● REQUIRED ACTION
Extract all data as written.

● GIVEN ENTRIES
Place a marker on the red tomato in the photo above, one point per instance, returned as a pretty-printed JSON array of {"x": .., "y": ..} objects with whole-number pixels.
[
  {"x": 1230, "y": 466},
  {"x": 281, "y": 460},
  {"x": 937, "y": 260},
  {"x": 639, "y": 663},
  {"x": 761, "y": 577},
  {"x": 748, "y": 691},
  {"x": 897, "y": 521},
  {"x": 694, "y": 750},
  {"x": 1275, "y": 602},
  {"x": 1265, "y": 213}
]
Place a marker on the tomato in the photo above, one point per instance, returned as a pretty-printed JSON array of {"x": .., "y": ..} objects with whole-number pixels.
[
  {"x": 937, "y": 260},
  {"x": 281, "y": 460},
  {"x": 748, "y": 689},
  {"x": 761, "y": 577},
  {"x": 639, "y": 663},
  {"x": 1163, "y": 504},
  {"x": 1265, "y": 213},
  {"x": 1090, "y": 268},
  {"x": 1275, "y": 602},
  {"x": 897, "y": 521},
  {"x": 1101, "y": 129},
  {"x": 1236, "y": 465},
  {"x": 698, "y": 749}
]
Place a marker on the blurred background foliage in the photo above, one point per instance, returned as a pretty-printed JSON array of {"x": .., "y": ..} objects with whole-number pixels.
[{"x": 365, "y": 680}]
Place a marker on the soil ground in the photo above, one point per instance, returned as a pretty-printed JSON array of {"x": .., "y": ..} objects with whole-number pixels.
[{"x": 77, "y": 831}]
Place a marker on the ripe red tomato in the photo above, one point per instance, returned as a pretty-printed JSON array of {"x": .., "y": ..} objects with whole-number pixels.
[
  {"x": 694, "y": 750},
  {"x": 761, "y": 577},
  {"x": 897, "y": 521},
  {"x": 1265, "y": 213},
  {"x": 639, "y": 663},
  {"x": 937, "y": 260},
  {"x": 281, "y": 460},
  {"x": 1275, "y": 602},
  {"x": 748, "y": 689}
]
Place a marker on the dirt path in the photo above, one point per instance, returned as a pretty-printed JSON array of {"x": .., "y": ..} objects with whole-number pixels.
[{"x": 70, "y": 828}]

● EXERCISE RESPONSE
Place a marker on the red tomato in the photo above, one point per instance, returned as a pretty-printed JSON array of {"x": .., "y": ..} objects with whole-number pixels.
[
  {"x": 1230, "y": 466},
  {"x": 281, "y": 460},
  {"x": 937, "y": 260},
  {"x": 639, "y": 663},
  {"x": 761, "y": 577},
  {"x": 748, "y": 691},
  {"x": 897, "y": 521},
  {"x": 694, "y": 750},
  {"x": 1275, "y": 602},
  {"x": 1265, "y": 213}
]
Place a marker on the tomato in the photo above, one point per instance, returned as a pretty-printed JSON array of {"x": .., "y": ..} objects with whole-number pixels.
[
  {"x": 937, "y": 260},
  {"x": 281, "y": 460},
  {"x": 748, "y": 689},
  {"x": 761, "y": 577},
  {"x": 639, "y": 663},
  {"x": 1163, "y": 504},
  {"x": 1265, "y": 213},
  {"x": 1090, "y": 268},
  {"x": 1275, "y": 602},
  {"x": 897, "y": 521},
  {"x": 1101, "y": 129},
  {"x": 1236, "y": 465},
  {"x": 698, "y": 749}
]
Place a marker on the blurred background foliage in the photo above, one point per instance, returned as a pretty-printed JSON array of {"x": .., "y": ..} objects with whole-number pixels.
[{"x": 365, "y": 680}]
Place a marker on the soil ground in the photo above, one point per instance, returned as a pretty-printed JSON array of {"x": .., "y": ..} objects with whole-number pixels.
[{"x": 77, "y": 831}]
Place a marker on the ripe red tomato in the photo above, one point per instance, returned as a pretty-printed JSON array of {"x": .., "y": ..} objects with whole-number pixels.
[
  {"x": 694, "y": 750},
  {"x": 761, "y": 577},
  {"x": 897, "y": 521},
  {"x": 1265, "y": 213},
  {"x": 639, "y": 663},
  {"x": 937, "y": 260},
  {"x": 281, "y": 460},
  {"x": 1275, "y": 602},
  {"x": 748, "y": 689}
]
Place a marker on the dirt path in the photo above, one point per instance, returned as a pretty-printed JSON array of {"x": .., "y": ..} objects with whole-number pixels.
[{"x": 70, "y": 828}]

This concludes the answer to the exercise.